■ Given problem
Render the stretch from the start of the entries through the line containing "129], [84, 122]]" as a JSON list of strings, with one string per line and blank lines omitted.

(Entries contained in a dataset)
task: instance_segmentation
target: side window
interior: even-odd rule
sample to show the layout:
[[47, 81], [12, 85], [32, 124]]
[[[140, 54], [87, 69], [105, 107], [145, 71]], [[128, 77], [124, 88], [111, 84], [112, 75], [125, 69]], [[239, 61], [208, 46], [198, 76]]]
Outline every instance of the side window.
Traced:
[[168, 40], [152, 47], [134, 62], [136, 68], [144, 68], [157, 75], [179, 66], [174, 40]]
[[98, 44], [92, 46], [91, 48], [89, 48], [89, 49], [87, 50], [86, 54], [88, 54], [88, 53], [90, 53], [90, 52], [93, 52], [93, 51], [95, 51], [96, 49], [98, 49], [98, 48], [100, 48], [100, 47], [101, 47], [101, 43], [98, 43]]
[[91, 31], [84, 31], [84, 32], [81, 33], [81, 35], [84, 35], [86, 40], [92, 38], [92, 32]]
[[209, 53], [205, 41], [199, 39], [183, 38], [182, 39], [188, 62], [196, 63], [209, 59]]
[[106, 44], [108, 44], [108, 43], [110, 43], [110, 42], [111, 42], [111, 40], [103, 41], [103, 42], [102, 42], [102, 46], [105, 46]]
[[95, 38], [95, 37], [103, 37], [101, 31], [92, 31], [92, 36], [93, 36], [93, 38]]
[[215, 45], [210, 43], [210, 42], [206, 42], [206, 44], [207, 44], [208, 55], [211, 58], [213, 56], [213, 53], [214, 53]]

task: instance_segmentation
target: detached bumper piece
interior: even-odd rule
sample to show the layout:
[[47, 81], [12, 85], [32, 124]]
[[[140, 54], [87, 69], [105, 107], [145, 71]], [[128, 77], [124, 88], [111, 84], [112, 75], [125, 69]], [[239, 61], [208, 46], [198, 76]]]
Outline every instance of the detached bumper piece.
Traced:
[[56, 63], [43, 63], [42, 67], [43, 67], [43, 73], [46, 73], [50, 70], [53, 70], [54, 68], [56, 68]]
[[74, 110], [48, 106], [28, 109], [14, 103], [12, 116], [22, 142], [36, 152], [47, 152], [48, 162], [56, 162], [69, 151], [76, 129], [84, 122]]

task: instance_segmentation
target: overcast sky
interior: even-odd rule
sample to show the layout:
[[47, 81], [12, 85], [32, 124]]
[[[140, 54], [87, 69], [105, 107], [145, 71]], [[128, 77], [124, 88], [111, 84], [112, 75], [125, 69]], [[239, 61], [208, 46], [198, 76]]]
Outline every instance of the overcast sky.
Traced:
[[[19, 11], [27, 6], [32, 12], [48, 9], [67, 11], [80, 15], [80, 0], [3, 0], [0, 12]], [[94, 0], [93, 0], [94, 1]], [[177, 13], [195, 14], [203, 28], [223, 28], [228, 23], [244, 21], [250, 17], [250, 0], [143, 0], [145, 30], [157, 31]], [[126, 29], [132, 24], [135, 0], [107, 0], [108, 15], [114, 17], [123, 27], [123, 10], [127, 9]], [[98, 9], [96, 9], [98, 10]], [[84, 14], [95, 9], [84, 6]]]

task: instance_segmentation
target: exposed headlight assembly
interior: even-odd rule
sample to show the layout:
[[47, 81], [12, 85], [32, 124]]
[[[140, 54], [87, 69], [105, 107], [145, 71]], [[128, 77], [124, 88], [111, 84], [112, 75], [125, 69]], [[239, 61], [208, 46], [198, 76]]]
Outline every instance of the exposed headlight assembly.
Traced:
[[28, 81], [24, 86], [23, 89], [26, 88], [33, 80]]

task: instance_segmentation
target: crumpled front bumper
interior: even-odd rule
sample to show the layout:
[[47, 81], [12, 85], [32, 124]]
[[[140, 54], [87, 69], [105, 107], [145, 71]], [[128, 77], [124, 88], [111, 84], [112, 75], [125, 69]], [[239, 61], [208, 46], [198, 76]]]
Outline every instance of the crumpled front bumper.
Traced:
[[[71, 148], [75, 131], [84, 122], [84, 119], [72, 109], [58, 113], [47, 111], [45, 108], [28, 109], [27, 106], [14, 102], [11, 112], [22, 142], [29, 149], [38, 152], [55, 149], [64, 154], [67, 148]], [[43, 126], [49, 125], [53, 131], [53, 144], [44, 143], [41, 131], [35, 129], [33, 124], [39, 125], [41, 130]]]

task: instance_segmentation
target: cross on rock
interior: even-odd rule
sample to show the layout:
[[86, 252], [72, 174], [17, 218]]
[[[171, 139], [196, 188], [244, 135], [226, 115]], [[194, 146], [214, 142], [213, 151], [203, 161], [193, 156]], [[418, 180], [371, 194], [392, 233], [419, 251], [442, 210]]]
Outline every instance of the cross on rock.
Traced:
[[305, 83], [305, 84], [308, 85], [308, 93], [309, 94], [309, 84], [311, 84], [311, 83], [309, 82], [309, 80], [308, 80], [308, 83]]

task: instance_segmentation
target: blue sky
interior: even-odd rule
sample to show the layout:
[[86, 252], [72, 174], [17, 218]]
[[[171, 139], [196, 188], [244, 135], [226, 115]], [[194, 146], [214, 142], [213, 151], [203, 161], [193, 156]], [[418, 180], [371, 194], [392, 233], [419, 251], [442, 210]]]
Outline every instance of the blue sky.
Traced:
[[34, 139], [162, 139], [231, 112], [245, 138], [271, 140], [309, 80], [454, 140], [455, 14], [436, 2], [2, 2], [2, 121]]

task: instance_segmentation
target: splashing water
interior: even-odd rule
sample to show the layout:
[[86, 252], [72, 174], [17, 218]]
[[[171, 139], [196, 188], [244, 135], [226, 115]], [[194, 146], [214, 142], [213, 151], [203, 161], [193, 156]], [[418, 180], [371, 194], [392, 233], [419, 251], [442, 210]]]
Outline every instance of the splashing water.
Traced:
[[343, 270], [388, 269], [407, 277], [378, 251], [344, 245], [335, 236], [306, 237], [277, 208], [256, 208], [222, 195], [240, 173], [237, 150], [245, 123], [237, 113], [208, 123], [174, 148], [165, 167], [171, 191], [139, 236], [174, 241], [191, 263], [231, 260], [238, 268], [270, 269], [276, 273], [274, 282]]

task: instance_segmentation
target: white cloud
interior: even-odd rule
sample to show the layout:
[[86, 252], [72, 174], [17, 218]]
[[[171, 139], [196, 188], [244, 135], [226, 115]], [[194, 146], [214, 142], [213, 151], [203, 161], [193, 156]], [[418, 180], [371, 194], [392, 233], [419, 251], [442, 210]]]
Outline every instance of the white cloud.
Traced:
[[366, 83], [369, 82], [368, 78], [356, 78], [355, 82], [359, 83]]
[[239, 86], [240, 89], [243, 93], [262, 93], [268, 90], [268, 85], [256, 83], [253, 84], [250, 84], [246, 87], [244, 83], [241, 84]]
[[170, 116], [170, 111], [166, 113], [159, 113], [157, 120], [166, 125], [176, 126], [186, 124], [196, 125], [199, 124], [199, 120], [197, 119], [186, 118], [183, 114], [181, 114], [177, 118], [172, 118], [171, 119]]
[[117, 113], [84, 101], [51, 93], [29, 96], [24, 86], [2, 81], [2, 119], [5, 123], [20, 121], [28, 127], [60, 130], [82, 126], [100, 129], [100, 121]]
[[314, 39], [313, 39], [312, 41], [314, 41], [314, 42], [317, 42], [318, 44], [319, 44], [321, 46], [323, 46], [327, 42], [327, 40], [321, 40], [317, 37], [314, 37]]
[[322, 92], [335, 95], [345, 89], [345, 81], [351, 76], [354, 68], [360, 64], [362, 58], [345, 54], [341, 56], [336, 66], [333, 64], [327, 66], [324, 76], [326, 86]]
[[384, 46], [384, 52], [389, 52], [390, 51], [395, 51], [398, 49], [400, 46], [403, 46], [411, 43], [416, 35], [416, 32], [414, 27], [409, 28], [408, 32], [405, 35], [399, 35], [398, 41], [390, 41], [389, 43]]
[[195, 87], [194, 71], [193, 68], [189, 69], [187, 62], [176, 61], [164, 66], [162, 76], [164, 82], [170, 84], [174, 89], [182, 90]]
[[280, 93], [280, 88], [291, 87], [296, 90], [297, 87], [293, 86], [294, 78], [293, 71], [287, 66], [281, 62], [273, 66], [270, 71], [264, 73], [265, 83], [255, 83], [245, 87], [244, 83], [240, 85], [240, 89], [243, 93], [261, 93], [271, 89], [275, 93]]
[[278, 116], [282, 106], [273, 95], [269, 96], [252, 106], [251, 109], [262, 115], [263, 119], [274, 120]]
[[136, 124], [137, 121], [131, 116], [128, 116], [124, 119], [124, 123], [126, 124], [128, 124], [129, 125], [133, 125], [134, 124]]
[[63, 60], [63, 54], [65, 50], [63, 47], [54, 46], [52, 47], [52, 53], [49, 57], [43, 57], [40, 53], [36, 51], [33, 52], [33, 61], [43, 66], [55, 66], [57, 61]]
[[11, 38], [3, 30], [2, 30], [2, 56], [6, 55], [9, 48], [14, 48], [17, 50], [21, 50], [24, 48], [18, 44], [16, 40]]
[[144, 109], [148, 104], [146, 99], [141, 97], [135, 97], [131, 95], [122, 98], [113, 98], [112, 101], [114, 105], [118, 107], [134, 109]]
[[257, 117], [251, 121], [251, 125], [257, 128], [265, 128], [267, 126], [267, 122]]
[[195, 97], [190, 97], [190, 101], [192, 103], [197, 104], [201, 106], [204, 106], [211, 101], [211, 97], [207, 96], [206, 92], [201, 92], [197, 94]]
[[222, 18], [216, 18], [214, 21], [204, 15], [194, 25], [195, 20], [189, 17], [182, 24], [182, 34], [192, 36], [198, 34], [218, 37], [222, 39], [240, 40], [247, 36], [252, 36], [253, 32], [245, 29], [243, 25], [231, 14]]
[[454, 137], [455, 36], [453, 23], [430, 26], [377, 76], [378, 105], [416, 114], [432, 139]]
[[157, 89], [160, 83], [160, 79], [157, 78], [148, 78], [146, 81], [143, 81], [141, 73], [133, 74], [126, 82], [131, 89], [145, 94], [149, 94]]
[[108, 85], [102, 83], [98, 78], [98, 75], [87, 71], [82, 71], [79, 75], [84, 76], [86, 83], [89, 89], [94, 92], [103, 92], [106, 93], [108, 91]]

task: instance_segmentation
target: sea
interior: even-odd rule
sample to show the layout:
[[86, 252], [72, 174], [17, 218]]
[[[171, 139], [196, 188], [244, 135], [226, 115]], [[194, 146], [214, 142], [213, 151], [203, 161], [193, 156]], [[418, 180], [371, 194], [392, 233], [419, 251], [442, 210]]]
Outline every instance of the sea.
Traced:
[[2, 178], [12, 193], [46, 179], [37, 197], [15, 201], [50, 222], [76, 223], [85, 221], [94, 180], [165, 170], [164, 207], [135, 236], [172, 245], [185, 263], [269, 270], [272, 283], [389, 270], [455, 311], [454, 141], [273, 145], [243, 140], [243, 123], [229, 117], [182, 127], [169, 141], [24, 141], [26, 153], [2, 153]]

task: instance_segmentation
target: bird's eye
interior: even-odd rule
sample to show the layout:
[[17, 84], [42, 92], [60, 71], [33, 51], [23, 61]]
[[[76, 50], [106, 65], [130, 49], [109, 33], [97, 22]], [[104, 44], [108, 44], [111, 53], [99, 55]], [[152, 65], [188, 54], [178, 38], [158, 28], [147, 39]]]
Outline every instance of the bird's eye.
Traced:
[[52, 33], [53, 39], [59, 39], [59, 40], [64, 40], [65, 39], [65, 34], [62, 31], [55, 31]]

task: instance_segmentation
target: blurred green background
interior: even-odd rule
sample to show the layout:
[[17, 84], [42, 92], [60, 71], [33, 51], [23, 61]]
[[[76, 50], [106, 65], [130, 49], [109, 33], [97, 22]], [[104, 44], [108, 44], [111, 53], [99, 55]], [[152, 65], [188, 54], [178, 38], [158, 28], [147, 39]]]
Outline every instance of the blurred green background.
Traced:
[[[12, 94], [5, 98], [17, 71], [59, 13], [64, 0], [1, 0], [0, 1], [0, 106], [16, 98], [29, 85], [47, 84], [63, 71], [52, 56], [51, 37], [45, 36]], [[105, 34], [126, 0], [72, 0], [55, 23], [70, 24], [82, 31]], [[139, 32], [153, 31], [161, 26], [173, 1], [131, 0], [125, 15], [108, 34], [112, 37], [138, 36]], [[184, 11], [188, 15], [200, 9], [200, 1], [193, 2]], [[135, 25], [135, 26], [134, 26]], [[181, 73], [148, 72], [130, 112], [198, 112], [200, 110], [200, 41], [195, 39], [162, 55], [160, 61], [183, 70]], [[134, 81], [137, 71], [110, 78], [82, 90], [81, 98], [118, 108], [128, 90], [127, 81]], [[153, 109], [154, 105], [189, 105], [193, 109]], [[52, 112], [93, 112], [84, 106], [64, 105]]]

■ Written solution
[
  "task: instance_segmentation",
  "target: side window",
  "interior: even-odd rule",
  "sample to show the layout:",
  "[[47, 81], [12, 85], [32, 124]]",
  "[[[140, 54], [87, 69], [105, 107], [145, 71]], [[128, 77], [124, 88], [111, 84], [112, 75], [125, 69]], [[239, 61], [208, 46], [198, 76]]]",
  "Outline every instance of the side window.",
  "Traced:",
  "[[168, 40], [152, 47], [134, 62], [136, 68], [144, 68], [157, 75], [179, 66], [174, 40]]",
  "[[98, 44], [92, 46], [91, 48], [89, 48], [89, 49], [87, 50], [86, 54], [88, 54], [88, 53], [90, 53], [90, 52], [93, 52], [93, 51], [95, 51], [96, 49], [98, 49], [98, 48], [100, 48], [100, 47], [101, 47], [101, 43], [98, 43]]",
  "[[91, 31], [84, 31], [84, 32], [81, 33], [81, 35], [84, 35], [86, 40], [92, 38], [92, 32]]",
  "[[209, 53], [205, 41], [199, 39], [183, 38], [182, 39], [188, 62], [196, 63], [209, 59]]",
  "[[106, 44], [108, 44], [108, 43], [110, 43], [110, 42], [111, 42], [111, 40], [103, 41], [103, 42], [102, 42], [102, 46], [105, 46]]",
  "[[95, 38], [95, 37], [103, 37], [101, 31], [92, 31], [92, 36], [93, 36], [93, 38]]",
  "[[215, 45], [210, 43], [210, 42], [206, 42], [206, 44], [207, 44], [208, 55], [211, 58], [213, 56], [213, 53], [214, 53]]",
  "task: instance_segmentation",
  "target: detached bumper piece",
  "interior: even-odd rule",
  "sample to show the layout:",
  "[[47, 81], [12, 85], [32, 124]]",
  "[[[140, 54], [87, 69], [105, 107], [145, 71]], [[128, 77], [124, 88], [111, 84], [112, 75], [125, 69]], [[239, 61], [208, 46], [198, 76]]]",
  "Outline every instance of the detached bumper piece.",
  "Traced:",
  "[[56, 63], [43, 63], [42, 67], [43, 67], [43, 73], [46, 73], [50, 70], [53, 70], [54, 68], [56, 68]]",
  "[[74, 110], [48, 106], [28, 109], [14, 103], [12, 116], [22, 142], [36, 152], [47, 152], [48, 162], [56, 162], [69, 151], [76, 129], [84, 122]]"
]